**Short problem**
Copy each item below line for line, changing nothing.

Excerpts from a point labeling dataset
--- begin ---

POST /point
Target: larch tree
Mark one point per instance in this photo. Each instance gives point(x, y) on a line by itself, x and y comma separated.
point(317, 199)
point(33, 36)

--- end ---

**Reply to the exercise**
POST /point
Target: larch tree
Mark one point per instance in this photo. Each instance gives point(x, y) on a line by itself, x and y comma separated.
point(317, 199)
point(33, 36)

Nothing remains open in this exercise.